**Short problem**
Rewrite every row below, replacing "takes a single marker" with "gets exactly one point" and leaving all other text unchanged. Leave the pictures out of your answer.

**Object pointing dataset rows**
· · · · · · ·
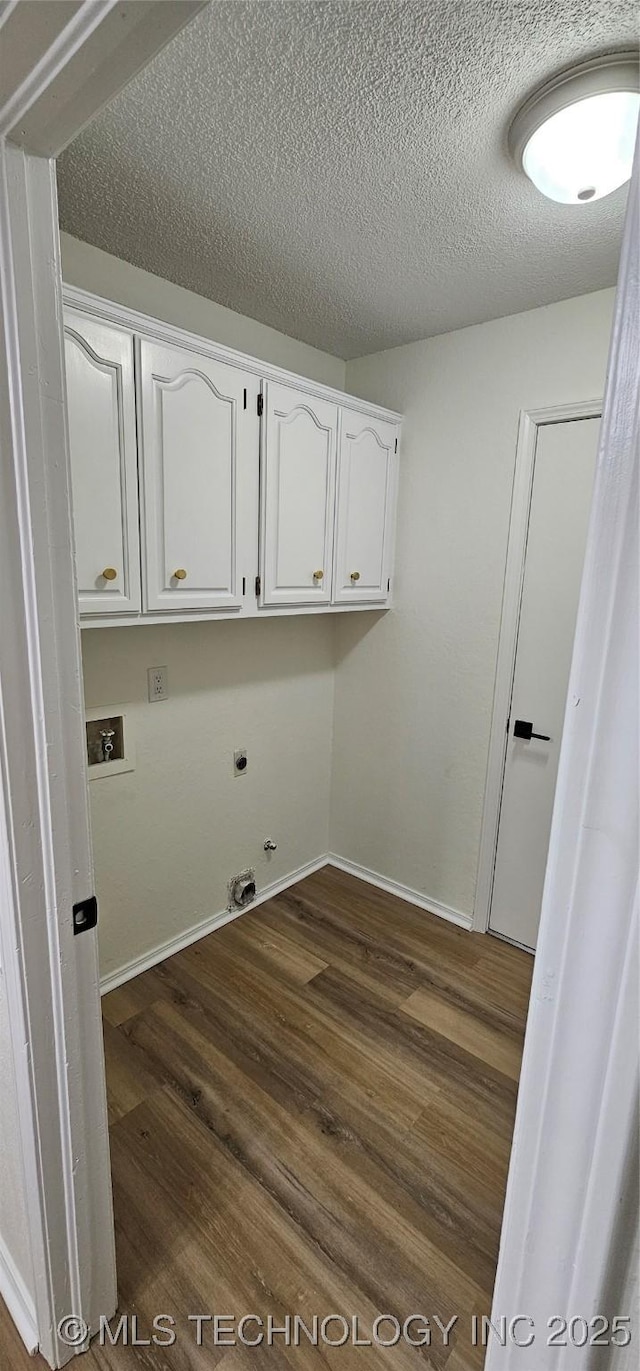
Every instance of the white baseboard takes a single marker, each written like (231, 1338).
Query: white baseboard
(394, 887)
(200, 930)
(18, 1300)
(206, 926)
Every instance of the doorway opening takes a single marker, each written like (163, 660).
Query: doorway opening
(550, 514)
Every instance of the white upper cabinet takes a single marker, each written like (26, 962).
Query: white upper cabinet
(207, 484)
(365, 510)
(198, 432)
(298, 481)
(102, 436)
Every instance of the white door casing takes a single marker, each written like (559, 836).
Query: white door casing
(298, 483)
(525, 457)
(51, 975)
(576, 1124)
(66, 67)
(559, 507)
(103, 449)
(365, 509)
(196, 431)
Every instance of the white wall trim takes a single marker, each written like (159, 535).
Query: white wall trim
(18, 1300)
(206, 926)
(121, 314)
(525, 459)
(395, 887)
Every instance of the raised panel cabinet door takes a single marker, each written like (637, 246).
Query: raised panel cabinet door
(298, 481)
(102, 439)
(366, 484)
(195, 438)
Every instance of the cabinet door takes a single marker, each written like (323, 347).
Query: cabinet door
(196, 433)
(298, 480)
(366, 486)
(102, 438)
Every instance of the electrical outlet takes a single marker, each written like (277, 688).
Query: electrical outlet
(156, 677)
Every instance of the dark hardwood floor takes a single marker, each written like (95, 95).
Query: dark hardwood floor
(311, 1113)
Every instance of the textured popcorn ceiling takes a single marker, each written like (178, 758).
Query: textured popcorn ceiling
(339, 170)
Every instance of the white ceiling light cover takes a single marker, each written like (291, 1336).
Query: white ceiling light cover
(576, 137)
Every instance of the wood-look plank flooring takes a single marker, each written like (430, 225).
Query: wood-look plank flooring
(311, 1113)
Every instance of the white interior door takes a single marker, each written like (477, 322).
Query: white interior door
(198, 431)
(102, 439)
(298, 481)
(365, 507)
(558, 520)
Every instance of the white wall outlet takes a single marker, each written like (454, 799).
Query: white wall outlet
(158, 684)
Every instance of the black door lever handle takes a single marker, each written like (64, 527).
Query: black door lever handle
(524, 730)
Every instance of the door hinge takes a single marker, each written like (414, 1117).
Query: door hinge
(85, 915)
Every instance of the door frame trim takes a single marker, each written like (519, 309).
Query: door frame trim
(529, 422)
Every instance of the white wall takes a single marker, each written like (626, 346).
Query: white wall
(91, 269)
(414, 688)
(169, 835)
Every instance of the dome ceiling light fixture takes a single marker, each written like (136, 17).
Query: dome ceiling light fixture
(574, 137)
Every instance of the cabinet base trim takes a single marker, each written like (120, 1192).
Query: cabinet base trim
· · · · · · ·
**Full answer**
Every instance of the white baseboard gets exactly one point, each written like (231, 1338).
Query: white baseboard
(394, 887)
(200, 930)
(18, 1300)
(206, 926)
Every instance of the doorway opening gets exactly one point, each written like (163, 660).
Query: doorway opening
(550, 514)
Every instance of the white upper cabinet gets exactly one point, each written like (26, 962).
Query: white upper cabinet
(207, 484)
(365, 510)
(198, 432)
(298, 481)
(102, 436)
Every instance of the white door casing gets exactly one point, each written like (559, 836).
Query: white door casing
(298, 483)
(525, 457)
(51, 975)
(576, 1124)
(66, 67)
(559, 507)
(103, 449)
(365, 509)
(196, 431)
Every instance of the white wall trim gets exactly one point, each written like (159, 535).
Query: white wall trim
(18, 1300)
(206, 926)
(121, 314)
(525, 459)
(395, 887)
Every instance of the raised panel cabinet door gets exactly one point, each written like (637, 246).
Query: raised panel cabinet door
(298, 481)
(102, 439)
(366, 484)
(195, 438)
Every instance of the cabinet door gets exactly one point, each written like (323, 347).
Query: cabinet door
(196, 433)
(298, 480)
(366, 486)
(102, 438)
Every instance of the electrical outlet gets exactly one point, each written like (277, 688).
Query: electrical outlet
(156, 677)
Every instance of the dark hardwood floor gets exactly one point, each written like (95, 95).
Query: dark hardwood floor
(311, 1113)
Every instance of the textured popcorn ceiling gets exactly one point, each written like (178, 758).
Query: textured popcorn ceiling
(339, 170)
Every instance of the white ceiling light cover gets exactly one point, each written like (291, 1336).
Query: white ceiling light cover
(576, 137)
Every instance of the wood-look plank flooring gets exactly one point, each written like (430, 225).
Query: wood-look plank flooring
(311, 1113)
Every instance of the white interior door gets exactly one point, each written like (477, 322).
Query: white interior door
(198, 431)
(102, 439)
(298, 481)
(365, 507)
(558, 520)
Every instance of the white wall outlet gets exactly one point, each written like (454, 799).
Query: white wall outlet
(158, 684)
Every instance of the black door lever handle gets exactly one point, each written like (64, 527).
Query: black door lever handle
(524, 730)
Every instance of the door hinge gets exactly one point, each written like (414, 1117).
Query: door hinge
(85, 915)
Every instance of the door frame trim gets exactly one point, each written like (519, 309).
Query: door frame trim
(529, 422)
Every instance of the white wall gets exactly one point, each written like (626, 346).
Query: white wall
(91, 269)
(414, 688)
(169, 835)
Every instance of the dome ceiling light fixture gets exactly one point, each written like (136, 17).
Query: dome ceiling light fixture
(574, 137)
Every instance of the cabinet base trim gets exactly one point, each written like (120, 1192).
Query: cabinet base trim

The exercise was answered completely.